* _What to produce_: Could you pull out every line of the coordinate labeling data below and reproduce each one verbatim?

Coordinate labeling data

###

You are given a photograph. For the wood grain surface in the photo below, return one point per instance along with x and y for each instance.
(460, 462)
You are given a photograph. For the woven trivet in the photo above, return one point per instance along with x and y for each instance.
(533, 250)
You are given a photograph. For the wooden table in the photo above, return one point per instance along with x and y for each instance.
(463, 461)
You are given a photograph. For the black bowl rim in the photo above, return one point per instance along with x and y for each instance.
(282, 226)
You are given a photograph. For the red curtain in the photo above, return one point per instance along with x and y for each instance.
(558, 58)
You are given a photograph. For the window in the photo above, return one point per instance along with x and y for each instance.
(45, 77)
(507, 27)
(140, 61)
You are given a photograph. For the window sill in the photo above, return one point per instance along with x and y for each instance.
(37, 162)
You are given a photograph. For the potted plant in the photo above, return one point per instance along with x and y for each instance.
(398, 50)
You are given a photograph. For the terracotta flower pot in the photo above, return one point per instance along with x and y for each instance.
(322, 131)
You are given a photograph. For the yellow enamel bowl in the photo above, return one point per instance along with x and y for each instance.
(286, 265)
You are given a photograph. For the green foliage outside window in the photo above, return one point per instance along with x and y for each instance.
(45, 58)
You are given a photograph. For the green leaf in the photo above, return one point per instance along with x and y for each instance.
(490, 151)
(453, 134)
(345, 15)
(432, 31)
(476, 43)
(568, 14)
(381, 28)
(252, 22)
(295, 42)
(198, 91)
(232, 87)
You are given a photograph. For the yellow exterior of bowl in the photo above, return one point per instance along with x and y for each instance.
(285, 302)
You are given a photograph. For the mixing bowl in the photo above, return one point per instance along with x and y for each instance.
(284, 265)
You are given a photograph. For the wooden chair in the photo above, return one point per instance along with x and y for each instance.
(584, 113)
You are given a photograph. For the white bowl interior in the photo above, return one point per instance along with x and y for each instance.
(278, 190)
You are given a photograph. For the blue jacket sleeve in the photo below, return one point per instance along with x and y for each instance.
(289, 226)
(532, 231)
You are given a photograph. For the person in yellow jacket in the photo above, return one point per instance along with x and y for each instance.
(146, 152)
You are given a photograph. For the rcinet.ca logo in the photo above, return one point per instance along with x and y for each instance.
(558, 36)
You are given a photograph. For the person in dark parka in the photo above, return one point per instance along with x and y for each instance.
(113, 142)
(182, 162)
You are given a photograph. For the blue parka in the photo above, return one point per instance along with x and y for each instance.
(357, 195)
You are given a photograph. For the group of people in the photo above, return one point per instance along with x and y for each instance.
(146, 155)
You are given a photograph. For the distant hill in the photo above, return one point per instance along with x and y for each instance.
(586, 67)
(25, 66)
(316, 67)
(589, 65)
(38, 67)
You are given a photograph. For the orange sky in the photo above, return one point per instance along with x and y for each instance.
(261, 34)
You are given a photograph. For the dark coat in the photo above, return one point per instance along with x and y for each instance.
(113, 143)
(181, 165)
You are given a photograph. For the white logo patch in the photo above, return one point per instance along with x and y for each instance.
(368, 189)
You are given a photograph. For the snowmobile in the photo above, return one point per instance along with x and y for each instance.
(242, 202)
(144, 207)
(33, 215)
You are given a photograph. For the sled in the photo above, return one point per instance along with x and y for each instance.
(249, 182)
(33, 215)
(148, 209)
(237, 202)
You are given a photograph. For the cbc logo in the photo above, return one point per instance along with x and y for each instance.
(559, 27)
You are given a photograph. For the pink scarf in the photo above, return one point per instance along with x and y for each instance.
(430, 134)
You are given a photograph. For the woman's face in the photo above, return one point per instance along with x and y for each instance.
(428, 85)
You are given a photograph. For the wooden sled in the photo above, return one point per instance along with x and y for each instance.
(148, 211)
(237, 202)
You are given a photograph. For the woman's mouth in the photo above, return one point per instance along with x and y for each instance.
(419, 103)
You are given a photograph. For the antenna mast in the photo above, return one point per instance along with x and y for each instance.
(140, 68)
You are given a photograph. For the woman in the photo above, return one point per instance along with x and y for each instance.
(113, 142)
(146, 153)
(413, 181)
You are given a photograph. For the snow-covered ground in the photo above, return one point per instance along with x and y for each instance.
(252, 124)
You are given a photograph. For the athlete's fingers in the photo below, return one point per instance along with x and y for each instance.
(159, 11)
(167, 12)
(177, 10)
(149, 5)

###

* _Finished exercise_:
You are given a photograph. For the wood grain surface in the photo below, return one point per instance along with x and y for each instance.
(460, 462)
You are given a photograph. For the woven trivet in the photo above, return one point per instance along with x and y for each instance.
(533, 250)
You are given a photograph. For the wooden table in the photo above, return one point per instance along with x and y for each instance.
(463, 461)
You are given a photograph. For the black bowl rim in the photo above, return one point per instance along with x and y for each instance.
(282, 226)
You are given a photograph. For the red curtain in the photo above, return one point per instance along with x and y for each instance.
(558, 58)
You are given a photograph. For the window in the photo above, return one point per instance along with x and y for each instance.
(45, 77)
(507, 27)
(140, 61)
You are given a photograph. For the window sill in the photo above, return one point per instance along with x and y for each instance.
(37, 162)
You are given a photograph. For the potted plant in the photo above, return one point per instance along with x and y for each instance.
(398, 50)
You are given a photograph. For the terracotta flower pot in the photo above, return one point per instance along with x and y for each instance.
(322, 131)
You are given a photograph. For the yellow enamel bowl in the photo above, return one point per instance along with x and y for each instance.
(286, 265)
You are given a photograph. For the green foliage outside window in the photo above, return one point per instance along with x and y for each instance.
(45, 58)
You are given a photograph. For the green leaf in the photo above, return one point per instance along with x and y for each instance.
(490, 151)
(453, 134)
(345, 15)
(432, 31)
(476, 43)
(568, 14)
(381, 28)
(252, 22)
(295, 42)
(198, 91)
(232, 87)
You are given a photograph. For the yellow exterior of bowl in the photo above, return one point per instance along with x and y for each instance.
(285, 302)
You are given a photograph. For the mixing bowl in the photo above, return one point per instance along with x and y for each instance.
(284, 265)
You are given a photograph. For the wooden chair in the photo above, return one point per instance along with x and y for each instance.
(584, 113)
You are given a photograph. For the white bowl interior in the photo above, return one point per instance along with x and y for each instance.
(278, 190)
You are given a photograph. For the blue jacket sleeve in the photo below, return one point per instance along with x and y for each instance.
(289, 226)
(532, 231)
You are given a photograph. For the person in yellow jacket in the photo above, return one point per instance along with x and y for each instance.
(146, 152)
You are given a photograph. For the rcinet.ca logo in the photo above, return one point per instance along with x and y for each instance.
(558, 36)
You are given a photograph. For the person in dark parka in the photo above, return one point per instance along with x and y for each instance.
(113, 142)
(182, 162)
You are given a photograph. For the blue parka in the photo above, return one point per instance along with x and y for each instance.
(357, 195)
You are given a photograph. For the group of people in the photo above, return one point per instance along with x and y for each instance.
(146, 155)
You are given a photograph. For the distant hill in the photo above, return one point per instance along with x and y for each instance.
(586, 67)
(25, 66)
(316, 67)
(589, 65)
(38, 67)
You are given a photograph. For the orange sky in the photo above, return one point per instance along with x and y for each instance.
(261, 34)
You are given a photograph. For the dark coat in the photo above, return one point per instance along with x and y for each instance.
(113, 143)
(181, 165)
You are given a photograph. For the white logo patch in the photo above, return one point per instance along with x and y for each instance.
(368, 189)
You are given a photograph. For the snowmobile in the photo above, return one point per instance along with x and y for each instance.
(242, 202)
(144, 207)
(33, 215)
You are given a photograph. For the sled in the photo above, return one point per instance along with x and y for each instance.
(249, 182)
(33, 215)
(148, 209)
(237, 202)
You are given a photograph. For the cbc logo in the photo above, return one point per instance along with x and y for each instance.
(559, 27)
You are given a photograph. For the pink scarf in the photo above, return one point per instance along with x and y for each instance.
(430, 134)
You are given a photograph. For the woman's face in the photo above, return one point per instance along with x and y for each instance.
(428, 85)
You are given a photograph. For the wooden sled in the photo above, return one point per instance along with x and y for each instance.
(148, 211)
(237, 202)
You are given a photograph. For the woman's mouth in the photo above, return one point per instance along with x and y for each instance.
(419, 103)
You are given a photograph. For the antenna mast in the photo above, return one point per instance along with x and y for each instance.
(140, 68)
You are given a photograph. For the woman in the photo above, return one point per instance along with x and y for each instance.
(113, 142)
(146, 153)
(413, 181)
You are given a photograph. For the snow-covered ground in the photo above, return one point per instance along with x and y for each instance.
(252, 124)
You are given a photograph. For the athlete's fingers in the photo below, return one point per instance along with x and y for each instance.
(159, 11)
(167, 12)
(177, 10)
(149, 5)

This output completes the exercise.